■ **Task prompt**
Select every line in the records below that contains the string "woman", and copy each of those lines in full.

■ **Extracted material**
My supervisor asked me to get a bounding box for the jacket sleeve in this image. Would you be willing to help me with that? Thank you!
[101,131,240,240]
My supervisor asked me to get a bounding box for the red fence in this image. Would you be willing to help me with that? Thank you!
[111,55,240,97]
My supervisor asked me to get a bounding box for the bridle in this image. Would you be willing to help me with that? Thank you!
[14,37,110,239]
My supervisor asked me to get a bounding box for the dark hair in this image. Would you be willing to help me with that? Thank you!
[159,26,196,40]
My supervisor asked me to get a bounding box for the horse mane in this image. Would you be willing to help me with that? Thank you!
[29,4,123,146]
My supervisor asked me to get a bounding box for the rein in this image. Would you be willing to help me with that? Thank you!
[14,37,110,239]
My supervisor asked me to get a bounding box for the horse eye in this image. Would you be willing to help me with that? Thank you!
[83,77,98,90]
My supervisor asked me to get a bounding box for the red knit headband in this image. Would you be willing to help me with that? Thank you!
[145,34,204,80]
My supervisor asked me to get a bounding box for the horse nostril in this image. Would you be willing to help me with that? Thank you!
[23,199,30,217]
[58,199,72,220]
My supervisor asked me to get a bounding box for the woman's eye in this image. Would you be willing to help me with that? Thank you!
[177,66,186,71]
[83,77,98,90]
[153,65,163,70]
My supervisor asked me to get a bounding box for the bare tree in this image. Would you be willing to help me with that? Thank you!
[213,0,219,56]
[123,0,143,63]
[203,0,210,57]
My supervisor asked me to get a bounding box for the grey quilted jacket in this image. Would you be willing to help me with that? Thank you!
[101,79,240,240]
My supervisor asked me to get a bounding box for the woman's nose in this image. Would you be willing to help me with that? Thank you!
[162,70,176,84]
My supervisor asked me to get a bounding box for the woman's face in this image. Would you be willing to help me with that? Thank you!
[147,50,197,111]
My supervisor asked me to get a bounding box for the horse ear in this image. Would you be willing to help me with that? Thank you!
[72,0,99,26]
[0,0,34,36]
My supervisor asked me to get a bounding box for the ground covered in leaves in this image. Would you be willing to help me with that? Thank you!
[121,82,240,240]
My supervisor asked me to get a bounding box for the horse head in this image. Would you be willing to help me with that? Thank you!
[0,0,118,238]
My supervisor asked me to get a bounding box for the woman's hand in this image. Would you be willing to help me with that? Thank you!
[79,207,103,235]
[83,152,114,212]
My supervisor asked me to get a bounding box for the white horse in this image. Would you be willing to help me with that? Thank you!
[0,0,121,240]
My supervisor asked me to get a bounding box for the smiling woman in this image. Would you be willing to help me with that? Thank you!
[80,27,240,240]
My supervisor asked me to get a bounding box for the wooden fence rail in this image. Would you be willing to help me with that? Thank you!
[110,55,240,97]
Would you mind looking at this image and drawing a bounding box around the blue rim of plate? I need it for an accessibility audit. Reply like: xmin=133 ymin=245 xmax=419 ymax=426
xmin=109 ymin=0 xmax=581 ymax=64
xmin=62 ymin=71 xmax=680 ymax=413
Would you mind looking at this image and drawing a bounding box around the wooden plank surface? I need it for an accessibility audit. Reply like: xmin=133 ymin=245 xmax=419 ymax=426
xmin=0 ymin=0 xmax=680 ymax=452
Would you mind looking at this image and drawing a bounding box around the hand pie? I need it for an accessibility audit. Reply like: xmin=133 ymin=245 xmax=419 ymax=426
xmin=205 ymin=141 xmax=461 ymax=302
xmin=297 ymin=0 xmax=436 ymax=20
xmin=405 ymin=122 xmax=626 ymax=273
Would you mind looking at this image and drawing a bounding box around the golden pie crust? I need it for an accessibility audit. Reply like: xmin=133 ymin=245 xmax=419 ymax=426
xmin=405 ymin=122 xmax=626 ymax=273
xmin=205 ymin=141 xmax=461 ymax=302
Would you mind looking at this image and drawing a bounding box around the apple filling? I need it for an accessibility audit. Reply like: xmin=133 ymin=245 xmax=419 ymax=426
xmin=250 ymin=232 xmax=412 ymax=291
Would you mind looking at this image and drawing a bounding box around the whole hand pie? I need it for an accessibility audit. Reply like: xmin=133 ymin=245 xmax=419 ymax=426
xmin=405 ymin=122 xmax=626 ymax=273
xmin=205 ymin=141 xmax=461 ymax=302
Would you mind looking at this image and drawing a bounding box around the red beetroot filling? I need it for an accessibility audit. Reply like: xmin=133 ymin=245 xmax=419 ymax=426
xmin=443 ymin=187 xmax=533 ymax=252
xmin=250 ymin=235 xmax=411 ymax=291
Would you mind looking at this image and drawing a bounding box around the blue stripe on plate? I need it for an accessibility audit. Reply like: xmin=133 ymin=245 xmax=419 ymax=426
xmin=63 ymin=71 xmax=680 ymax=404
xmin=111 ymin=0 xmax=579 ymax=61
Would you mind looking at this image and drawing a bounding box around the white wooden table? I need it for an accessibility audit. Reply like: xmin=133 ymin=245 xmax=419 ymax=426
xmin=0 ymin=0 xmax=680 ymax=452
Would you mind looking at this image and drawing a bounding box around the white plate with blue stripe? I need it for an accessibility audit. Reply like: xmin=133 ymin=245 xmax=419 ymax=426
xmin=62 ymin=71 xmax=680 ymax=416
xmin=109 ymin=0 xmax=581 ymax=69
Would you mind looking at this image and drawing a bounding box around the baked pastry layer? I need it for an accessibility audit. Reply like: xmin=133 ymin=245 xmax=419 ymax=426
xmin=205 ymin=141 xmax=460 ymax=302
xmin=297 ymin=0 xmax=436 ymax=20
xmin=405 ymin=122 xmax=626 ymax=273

■ **Final answer**
My supervisor asked me to get a bounding box for the woman's eye in this image. Would you be willing to help me with that? Thank you!
My supervisor asked me to get a bounding box for the woman's nose in this image. Would you be willing to help me with that? Thank you!
My supervisor asked me to get a bounding box for the woman's face in this image. Would you be willing to help me with that? Thank you!
My supervisor asked me to get a bounding box for the woman's hand in this image. Would you be willing to help me with that? Thank you!
My supervisor asked me to get a bounding box for the smiling woman in this image. Would you be willing to help me with that? Thank you!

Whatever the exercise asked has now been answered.